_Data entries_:
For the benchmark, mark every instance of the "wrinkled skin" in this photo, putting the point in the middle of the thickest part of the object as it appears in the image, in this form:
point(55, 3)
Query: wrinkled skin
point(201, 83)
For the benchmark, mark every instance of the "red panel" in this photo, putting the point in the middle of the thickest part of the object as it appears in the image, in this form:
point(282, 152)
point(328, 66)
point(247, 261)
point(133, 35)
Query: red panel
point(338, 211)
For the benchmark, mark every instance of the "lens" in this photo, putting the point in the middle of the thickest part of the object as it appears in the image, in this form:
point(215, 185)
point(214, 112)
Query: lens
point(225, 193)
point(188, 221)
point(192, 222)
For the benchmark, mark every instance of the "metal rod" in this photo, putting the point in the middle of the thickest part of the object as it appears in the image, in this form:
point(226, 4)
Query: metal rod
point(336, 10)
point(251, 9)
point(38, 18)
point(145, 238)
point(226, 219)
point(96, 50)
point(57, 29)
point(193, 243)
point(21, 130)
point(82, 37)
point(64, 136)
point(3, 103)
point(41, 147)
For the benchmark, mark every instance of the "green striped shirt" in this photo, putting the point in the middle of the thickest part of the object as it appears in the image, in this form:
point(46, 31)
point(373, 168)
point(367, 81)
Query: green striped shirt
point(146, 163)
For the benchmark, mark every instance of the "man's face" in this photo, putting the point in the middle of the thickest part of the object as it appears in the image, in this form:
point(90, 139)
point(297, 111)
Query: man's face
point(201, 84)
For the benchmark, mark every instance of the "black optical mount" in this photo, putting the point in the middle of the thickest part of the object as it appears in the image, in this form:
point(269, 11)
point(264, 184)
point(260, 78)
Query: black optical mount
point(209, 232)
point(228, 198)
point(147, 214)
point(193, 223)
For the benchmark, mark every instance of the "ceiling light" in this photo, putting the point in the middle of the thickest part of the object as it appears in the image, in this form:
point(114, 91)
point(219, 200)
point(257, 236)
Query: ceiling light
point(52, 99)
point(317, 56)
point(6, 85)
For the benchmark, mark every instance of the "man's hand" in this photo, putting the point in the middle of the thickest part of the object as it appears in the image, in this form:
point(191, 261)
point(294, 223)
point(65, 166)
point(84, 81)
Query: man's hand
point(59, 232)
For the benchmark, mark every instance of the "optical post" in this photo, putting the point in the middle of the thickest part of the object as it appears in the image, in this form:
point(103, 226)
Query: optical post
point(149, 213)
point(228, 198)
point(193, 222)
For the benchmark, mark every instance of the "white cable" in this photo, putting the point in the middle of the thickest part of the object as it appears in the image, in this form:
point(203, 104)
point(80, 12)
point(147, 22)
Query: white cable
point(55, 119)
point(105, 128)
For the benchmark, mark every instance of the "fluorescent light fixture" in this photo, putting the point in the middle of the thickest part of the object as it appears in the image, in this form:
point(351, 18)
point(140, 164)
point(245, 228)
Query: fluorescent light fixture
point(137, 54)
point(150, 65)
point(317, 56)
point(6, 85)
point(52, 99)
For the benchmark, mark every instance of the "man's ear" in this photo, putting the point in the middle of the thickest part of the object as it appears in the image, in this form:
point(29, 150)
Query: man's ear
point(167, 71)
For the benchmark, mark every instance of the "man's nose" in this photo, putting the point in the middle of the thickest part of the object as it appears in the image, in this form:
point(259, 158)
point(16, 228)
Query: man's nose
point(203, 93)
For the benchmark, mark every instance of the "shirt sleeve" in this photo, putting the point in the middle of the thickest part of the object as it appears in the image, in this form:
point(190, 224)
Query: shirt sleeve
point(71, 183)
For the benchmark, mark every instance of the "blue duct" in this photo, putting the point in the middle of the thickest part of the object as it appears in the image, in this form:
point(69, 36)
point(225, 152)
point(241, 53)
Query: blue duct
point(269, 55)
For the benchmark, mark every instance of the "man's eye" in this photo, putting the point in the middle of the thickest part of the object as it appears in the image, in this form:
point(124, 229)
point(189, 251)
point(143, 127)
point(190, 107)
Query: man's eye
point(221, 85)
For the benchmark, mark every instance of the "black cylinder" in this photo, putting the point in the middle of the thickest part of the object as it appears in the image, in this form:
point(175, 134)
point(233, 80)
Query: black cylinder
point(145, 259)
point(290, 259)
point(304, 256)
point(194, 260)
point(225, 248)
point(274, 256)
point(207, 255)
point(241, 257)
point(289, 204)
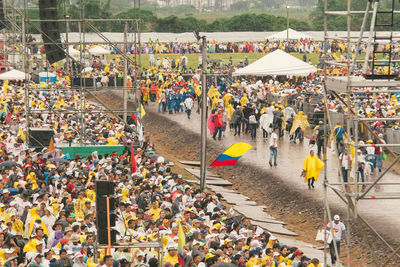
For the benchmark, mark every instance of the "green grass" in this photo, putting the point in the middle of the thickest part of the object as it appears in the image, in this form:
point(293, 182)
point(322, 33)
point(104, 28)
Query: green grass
point(236, 58)
point(302, 14)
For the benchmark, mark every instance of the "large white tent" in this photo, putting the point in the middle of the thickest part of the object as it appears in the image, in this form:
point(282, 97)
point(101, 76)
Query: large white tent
point(13, 75)
point(98, 50)
point(277, 63)
point(293, 35)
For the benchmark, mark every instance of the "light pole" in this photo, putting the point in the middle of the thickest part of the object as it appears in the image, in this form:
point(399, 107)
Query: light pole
point(203, 110)
point(287, 23)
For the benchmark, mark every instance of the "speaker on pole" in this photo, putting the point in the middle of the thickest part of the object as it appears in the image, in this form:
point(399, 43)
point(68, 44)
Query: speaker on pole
point(2, 17)
point(50, 30)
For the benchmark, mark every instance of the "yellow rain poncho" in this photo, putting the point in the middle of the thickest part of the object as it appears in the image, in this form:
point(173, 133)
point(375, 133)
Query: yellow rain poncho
point(244, 100)
point(35, 216)
point(299, 120)
point(312, 167)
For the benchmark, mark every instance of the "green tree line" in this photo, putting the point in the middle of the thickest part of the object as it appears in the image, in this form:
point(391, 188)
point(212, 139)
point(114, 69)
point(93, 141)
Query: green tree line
point(151, 22)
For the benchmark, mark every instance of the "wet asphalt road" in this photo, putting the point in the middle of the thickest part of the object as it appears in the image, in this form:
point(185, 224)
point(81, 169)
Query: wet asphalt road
point(382, 214)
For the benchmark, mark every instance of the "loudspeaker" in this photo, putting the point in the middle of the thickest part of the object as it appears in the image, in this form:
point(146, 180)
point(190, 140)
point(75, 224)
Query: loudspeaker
point(50, 30)
point(102, 236)
point(105, 188)
point(2, 17)
point(40, 137)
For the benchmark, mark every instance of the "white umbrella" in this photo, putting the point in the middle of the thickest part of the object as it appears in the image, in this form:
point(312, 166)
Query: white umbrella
point(73, 52)
point(87, 69)
point(13, 75)
point(98, 50)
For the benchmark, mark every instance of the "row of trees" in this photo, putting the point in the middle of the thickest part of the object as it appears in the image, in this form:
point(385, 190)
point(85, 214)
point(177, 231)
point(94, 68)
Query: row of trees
point(97, 9)
point(339, 23)
point(150, 22)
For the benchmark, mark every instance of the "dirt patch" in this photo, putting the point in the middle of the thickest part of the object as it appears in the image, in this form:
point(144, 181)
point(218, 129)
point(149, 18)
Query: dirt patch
point(302, 215)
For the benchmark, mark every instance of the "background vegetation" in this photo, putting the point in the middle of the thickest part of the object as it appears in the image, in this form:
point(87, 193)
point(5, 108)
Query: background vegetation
point(255, 15)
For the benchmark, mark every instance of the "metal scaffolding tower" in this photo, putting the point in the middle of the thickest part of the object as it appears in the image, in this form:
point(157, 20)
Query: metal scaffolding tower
point(375, 77)
point(18, 22)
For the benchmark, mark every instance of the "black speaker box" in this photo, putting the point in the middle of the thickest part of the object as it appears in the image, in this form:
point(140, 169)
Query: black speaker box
point(2, 17)
point(50, 30)
point(40, 137)
point(105, 188)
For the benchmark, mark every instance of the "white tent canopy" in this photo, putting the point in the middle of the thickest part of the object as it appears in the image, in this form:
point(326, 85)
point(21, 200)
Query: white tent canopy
point(277, 63)
point(293, 35)
point(13, 75)
point(98, 50)
point(73, 52)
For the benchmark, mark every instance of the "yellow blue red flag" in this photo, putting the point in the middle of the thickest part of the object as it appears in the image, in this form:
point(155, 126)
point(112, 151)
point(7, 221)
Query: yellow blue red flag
point(231, 155)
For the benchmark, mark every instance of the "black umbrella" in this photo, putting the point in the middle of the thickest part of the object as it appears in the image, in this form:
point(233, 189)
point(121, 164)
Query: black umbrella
point(60, 160)
point(8, 163)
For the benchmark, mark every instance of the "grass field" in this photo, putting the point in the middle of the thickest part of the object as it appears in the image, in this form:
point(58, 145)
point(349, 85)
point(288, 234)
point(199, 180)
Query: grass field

_Work to complete_: Copy the rows exactly, starting at the first line and ending with the line that contains "point(201, 84)", with both ends included.

_Solution for this task_:
For the benchmark, mark every instance of the "wrinkled skin" in this photo, putting the point in the middle of the thickest part of the object as it appears in the image, in this form:
point(55, 3)
Query: wrinkled skin
point(201, 83)
For the benchmark, mark every instance of the "red panel" in this photo, putting the point in the middle of the thickest part of the object as it appears in the image, in this form:
point(282, 152)
point(328, 66)
point(247, 261)
point(133, 35)
Query: red panel
point(338, 211)
For the benchmark, mark every instance of the "lens" in this photo, putting the point in the middle of the thickest part of the object as it appears in the image, in this form:
point(215, 185)
point(214, 112)
Query: lens
point(225, 193)
point(188, 221)
point(192, 222)
For the benchmark, mark every instance of the "metal rod" in this photo, putting the point in the middle of the thickest part of the object as it appears in the image, in this form:
point(226, 4)
Query: metal rod
point(336, 10)
point(251, 9)
point(38, 18)
point(145, 238)
point(226, 219)
point(96, 50)
point(57, 29)
point(193, 243)
point(21, 130)
point(82, 37)
point(64, 136)
point(3, 103)
point(41, 147)
For the benchmark, mark every instance of the "green striped shirt" in this photo, putting the point in the middle of the thickest part of the object as it appears in the image, in this form:
point(46, 31)
point(373, 168)
point(367, 81)
Query: green striped shirt
point(146, 163)
For the benchmark, mark every instance of the "man's face" in this photo, putting the point in the middle of the thickest part of the object as it appears in the image, in this form:
point(90, 139)
point(297, 111)
Query: man's face
point(201, 84)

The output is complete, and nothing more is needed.